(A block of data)
>> Begin

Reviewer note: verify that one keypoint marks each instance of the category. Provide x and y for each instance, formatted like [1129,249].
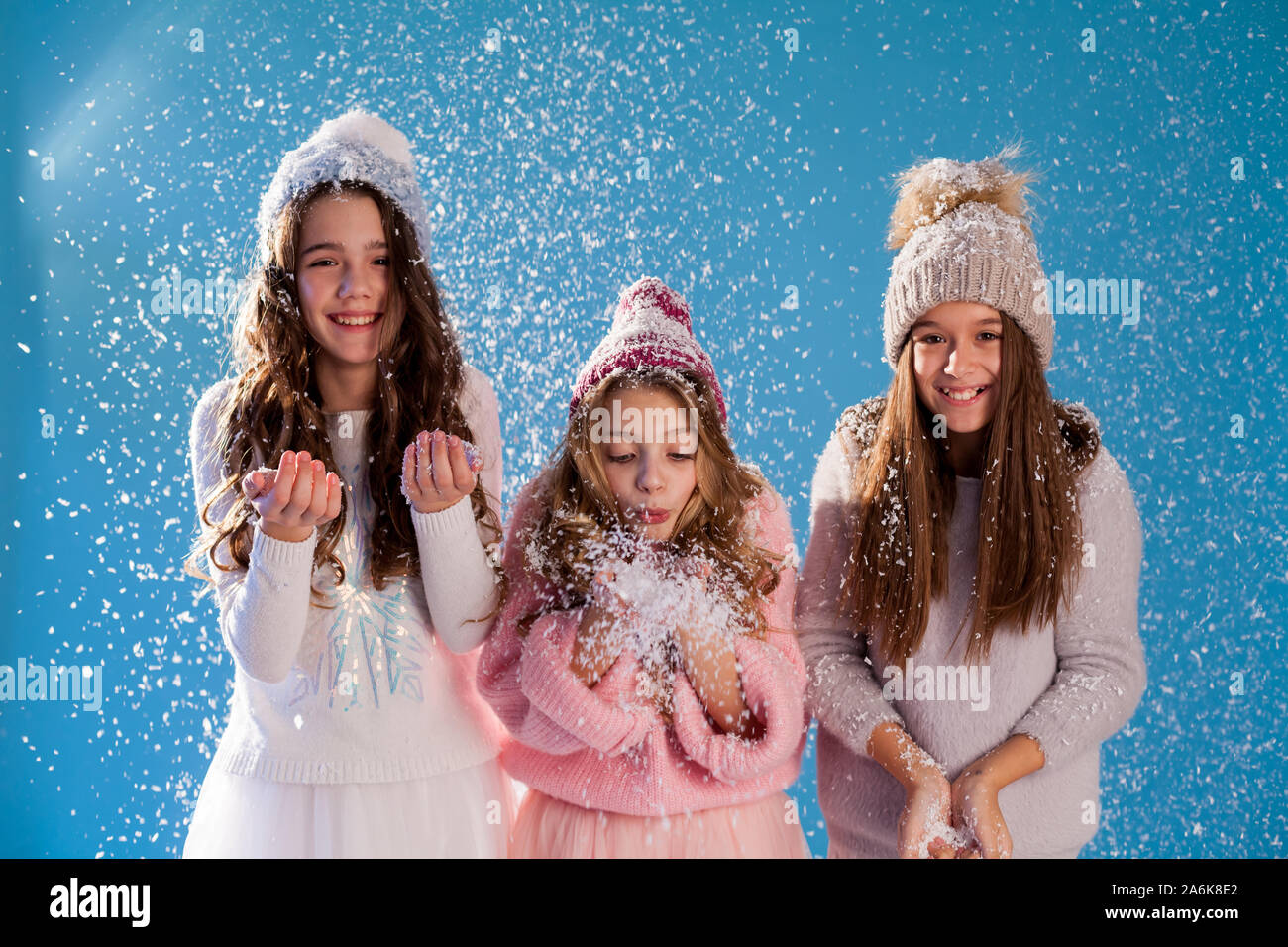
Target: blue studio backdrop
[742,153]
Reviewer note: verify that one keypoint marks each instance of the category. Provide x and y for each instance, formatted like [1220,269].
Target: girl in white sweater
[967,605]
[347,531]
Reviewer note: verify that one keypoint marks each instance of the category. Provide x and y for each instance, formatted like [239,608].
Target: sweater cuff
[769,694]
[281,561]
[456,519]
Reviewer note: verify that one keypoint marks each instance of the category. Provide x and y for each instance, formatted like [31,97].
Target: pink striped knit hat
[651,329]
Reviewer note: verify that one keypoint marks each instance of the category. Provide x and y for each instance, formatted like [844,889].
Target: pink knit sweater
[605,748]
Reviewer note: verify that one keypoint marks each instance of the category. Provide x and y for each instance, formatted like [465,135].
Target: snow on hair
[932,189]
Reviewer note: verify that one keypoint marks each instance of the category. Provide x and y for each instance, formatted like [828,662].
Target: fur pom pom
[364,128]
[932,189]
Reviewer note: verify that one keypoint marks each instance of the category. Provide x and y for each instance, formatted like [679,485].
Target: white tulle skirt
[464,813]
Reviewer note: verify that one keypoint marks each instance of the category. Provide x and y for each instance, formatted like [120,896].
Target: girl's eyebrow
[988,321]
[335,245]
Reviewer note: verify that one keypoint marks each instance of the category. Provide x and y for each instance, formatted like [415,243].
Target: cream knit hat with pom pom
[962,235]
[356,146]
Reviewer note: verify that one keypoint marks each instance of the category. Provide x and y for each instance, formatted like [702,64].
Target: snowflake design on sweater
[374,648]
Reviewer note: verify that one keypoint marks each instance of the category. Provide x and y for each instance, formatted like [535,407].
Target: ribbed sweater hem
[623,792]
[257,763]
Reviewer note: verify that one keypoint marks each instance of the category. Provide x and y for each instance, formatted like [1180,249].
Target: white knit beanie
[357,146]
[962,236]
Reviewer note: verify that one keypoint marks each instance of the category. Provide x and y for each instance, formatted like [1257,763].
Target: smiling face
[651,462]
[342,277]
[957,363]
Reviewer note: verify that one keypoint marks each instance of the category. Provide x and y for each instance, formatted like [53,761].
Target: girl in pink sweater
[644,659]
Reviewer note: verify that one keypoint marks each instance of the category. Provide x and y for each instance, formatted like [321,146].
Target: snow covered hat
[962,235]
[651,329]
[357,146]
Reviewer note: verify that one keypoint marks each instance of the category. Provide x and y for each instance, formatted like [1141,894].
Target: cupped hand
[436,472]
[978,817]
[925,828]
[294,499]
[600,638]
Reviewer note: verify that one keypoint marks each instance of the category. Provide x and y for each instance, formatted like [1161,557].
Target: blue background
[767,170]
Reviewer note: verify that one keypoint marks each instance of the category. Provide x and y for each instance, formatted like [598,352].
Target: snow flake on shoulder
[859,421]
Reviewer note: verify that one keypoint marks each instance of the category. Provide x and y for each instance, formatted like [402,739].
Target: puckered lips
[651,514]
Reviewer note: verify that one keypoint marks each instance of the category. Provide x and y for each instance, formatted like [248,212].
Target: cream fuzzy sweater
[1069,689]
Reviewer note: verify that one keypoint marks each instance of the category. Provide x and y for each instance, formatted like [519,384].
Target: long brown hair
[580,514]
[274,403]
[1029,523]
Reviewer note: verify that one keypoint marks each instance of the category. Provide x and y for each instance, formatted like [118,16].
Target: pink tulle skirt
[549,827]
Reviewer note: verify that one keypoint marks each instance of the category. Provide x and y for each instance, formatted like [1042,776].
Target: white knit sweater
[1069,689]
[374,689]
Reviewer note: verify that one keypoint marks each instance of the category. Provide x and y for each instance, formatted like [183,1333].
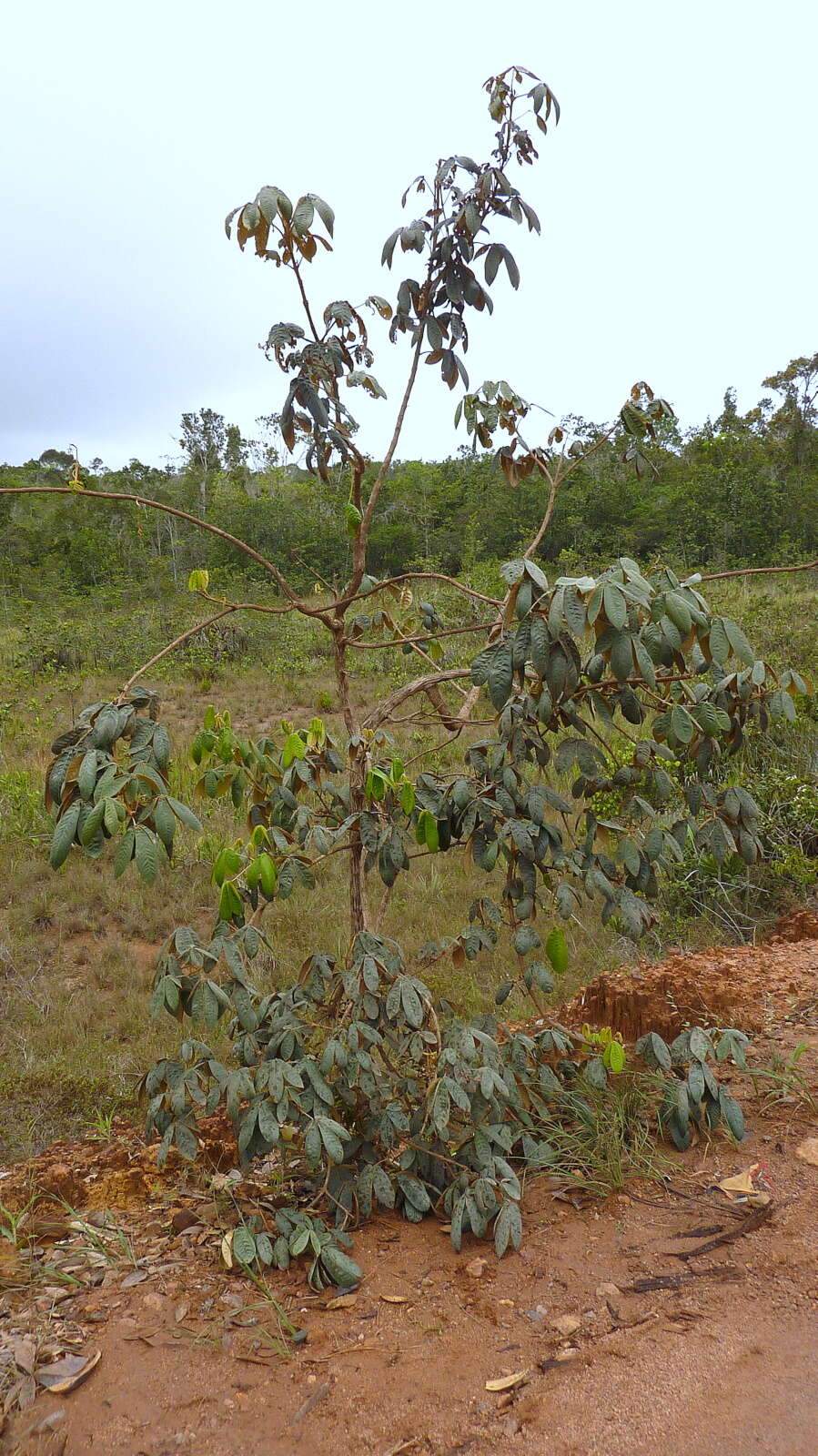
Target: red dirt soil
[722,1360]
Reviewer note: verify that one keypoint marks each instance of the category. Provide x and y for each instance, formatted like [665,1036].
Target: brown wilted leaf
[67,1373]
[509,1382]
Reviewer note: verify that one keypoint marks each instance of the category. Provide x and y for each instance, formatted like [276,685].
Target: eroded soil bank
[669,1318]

>> End
>> Begin

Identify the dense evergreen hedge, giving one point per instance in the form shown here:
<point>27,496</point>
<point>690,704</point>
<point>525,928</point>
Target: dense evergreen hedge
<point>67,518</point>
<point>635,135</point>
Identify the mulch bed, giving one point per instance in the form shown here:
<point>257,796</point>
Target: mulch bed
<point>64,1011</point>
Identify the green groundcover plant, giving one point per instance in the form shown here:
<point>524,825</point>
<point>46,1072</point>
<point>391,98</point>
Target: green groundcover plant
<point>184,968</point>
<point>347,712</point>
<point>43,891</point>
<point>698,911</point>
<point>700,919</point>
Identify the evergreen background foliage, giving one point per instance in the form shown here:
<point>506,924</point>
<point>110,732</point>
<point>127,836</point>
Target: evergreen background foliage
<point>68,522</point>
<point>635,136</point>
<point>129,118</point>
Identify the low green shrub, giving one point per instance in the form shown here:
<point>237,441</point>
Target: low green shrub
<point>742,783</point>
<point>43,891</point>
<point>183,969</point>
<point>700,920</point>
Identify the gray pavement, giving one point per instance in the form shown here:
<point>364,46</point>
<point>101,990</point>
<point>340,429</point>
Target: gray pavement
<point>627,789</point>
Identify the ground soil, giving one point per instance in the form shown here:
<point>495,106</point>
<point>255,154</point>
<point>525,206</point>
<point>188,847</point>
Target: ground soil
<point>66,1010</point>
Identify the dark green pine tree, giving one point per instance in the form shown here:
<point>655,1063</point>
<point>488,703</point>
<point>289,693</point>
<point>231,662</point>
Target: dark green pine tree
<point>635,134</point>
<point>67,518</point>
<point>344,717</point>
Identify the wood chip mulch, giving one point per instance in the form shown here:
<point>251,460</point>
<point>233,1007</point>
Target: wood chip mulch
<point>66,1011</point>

>> End
>> Begin

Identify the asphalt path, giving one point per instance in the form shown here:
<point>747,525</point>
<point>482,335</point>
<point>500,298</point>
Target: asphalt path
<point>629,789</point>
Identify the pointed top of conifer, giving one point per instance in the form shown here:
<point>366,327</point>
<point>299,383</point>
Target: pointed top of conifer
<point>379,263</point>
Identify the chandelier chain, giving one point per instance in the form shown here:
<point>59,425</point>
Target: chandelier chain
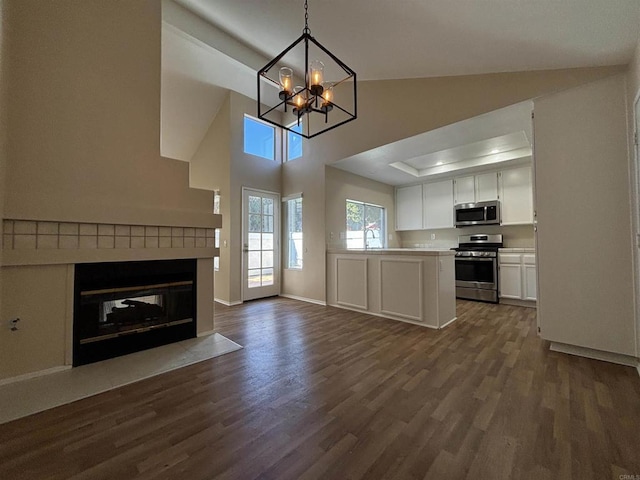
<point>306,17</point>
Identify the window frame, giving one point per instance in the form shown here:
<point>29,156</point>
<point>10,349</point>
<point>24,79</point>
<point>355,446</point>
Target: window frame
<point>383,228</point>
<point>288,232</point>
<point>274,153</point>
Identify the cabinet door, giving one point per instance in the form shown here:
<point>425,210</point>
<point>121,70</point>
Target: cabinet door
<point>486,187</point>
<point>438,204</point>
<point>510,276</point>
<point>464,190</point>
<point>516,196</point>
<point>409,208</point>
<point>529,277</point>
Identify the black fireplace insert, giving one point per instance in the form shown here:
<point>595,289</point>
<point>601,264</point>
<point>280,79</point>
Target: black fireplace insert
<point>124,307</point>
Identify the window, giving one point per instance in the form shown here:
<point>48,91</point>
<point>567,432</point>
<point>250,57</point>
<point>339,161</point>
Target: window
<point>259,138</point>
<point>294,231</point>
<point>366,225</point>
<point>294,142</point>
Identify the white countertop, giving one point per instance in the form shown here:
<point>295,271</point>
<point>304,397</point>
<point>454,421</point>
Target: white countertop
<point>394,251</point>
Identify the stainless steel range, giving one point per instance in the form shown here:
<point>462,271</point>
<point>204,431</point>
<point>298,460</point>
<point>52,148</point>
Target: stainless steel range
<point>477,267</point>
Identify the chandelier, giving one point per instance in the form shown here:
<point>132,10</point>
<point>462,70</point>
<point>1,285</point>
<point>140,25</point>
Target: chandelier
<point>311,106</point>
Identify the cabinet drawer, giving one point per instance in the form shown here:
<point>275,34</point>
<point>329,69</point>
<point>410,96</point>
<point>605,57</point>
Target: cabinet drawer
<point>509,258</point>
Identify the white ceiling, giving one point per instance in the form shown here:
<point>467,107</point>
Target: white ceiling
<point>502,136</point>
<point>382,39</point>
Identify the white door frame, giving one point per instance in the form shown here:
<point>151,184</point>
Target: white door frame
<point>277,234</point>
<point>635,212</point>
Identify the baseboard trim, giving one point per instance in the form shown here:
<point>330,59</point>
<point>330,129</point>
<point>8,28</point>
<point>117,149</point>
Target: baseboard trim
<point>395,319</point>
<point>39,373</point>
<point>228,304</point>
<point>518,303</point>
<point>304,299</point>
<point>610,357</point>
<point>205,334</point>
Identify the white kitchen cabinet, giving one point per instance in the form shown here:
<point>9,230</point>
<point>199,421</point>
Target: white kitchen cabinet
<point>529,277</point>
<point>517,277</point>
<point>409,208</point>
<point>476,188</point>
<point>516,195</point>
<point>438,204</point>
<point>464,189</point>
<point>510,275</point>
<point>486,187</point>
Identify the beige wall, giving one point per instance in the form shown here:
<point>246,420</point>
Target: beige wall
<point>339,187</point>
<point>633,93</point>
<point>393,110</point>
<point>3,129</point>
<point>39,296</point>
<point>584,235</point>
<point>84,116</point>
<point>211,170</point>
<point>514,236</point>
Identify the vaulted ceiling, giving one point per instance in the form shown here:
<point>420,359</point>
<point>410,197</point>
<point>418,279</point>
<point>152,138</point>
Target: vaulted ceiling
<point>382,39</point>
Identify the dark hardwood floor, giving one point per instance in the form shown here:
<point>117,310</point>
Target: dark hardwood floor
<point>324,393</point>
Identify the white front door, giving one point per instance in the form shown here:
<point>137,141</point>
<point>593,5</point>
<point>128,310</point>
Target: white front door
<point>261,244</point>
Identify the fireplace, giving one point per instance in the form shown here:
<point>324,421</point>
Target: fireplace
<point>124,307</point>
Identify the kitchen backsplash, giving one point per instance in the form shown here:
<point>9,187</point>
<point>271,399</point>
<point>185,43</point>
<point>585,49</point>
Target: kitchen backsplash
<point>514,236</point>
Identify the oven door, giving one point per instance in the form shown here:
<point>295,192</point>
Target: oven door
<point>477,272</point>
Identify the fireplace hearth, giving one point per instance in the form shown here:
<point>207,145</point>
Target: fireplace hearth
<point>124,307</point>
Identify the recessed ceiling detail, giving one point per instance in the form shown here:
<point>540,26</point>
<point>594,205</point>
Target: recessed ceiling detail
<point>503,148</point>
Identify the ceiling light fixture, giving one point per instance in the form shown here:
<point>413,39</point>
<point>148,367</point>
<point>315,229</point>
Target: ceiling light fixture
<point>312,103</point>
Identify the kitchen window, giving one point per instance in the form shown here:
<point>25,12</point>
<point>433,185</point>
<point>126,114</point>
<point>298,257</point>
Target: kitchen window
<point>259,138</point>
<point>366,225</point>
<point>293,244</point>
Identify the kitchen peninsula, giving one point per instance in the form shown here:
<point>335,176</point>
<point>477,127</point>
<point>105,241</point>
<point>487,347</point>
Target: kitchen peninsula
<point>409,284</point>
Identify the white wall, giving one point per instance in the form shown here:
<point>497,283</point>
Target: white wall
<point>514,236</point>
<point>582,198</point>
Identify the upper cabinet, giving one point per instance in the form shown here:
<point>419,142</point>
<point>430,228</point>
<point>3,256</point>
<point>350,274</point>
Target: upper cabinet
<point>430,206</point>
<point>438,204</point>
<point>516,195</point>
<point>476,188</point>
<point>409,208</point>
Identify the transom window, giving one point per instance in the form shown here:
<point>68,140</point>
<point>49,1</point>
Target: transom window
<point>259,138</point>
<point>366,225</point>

>> End

WHAT THE TASK ASKS | Lay out the material between the lines holding "Identify the asphalt" and "<point>379,263</point>", inclusive, as a Markdown table with the columns Row and Line, leaving out blank lines.

FINAL ANSWER |
| Row | Line |
|---|---|
| 1 | Identify the asphalt path, giving one point per instance in the form shown here: |
| 2 | <point>747,525</point> |
| 3 | <point>482,335</point> |
| 4 | <point>500,298</point> |
| 5 | Target: asphalt path |
| 6 | <point>629,789</point> |
| 7 | Identify the pointed top of conifer, giving one point per instance in the form shown here: |
| 8 | <point>366,327</point> |
| 9 | <point>299,383</point> |
| 10 | Target: pointed top of conifer |
| 11 | <point>379,263</point> |